YOUR GOAL
Please rewrite the rows starting at the line containing "of the forehead" and ending at the line containing "pixel 286 138", substituting "Marked points" for "Point coordinates" and keeping everything else unchanged.
** Start **
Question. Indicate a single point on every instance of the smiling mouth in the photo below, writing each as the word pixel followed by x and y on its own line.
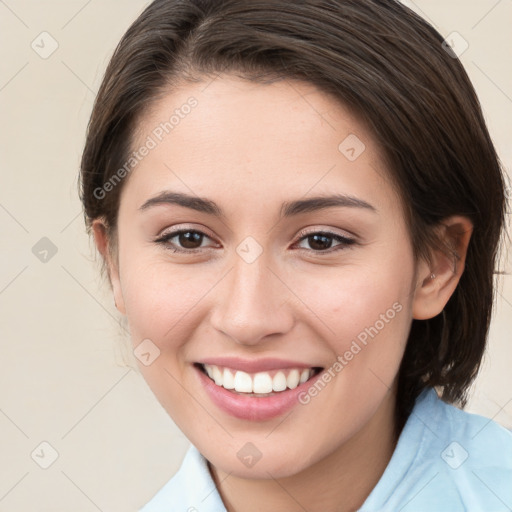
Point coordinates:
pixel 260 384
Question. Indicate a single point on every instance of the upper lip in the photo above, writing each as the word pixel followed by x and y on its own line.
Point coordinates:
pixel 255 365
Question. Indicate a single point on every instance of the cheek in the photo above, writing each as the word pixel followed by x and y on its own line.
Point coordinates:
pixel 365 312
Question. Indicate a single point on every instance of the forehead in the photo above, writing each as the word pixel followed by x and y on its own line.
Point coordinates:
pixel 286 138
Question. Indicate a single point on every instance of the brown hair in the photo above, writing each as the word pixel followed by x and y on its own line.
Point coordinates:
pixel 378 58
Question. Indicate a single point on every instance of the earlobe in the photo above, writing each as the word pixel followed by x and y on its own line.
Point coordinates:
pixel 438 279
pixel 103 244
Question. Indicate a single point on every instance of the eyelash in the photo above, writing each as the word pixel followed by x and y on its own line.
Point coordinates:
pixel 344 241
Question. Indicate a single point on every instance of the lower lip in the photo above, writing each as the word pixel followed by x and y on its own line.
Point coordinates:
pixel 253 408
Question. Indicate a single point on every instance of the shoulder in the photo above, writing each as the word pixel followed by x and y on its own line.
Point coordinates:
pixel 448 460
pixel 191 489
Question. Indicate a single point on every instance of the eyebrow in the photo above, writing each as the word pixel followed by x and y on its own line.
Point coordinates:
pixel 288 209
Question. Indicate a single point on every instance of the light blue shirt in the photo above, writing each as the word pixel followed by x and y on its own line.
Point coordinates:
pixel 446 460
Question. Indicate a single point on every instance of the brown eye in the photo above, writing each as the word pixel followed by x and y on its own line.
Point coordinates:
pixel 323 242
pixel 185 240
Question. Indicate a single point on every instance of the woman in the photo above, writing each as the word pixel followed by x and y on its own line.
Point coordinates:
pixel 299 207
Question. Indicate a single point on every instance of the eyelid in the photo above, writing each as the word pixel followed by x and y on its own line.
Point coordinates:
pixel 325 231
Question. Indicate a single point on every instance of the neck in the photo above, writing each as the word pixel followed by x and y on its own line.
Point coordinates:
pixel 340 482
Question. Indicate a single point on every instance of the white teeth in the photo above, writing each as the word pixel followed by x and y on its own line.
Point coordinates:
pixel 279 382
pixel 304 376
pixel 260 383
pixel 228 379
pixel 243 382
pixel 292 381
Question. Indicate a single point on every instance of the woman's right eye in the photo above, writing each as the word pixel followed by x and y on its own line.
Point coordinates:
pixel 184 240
** End **
** Start **
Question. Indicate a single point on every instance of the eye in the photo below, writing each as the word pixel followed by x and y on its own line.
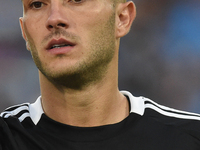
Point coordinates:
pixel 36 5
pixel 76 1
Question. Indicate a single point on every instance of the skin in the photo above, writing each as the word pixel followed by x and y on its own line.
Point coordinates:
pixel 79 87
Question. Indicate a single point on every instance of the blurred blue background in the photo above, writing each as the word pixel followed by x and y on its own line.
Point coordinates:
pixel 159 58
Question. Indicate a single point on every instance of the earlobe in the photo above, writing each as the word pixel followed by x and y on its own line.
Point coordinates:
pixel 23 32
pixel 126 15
** End **
EXERCISE ANSWER
Question. Indicate a single point on every instance of the forehead in the photo above, writing each as the word pixel followed by x and y on its own line.
Marked points:
pixel 286 138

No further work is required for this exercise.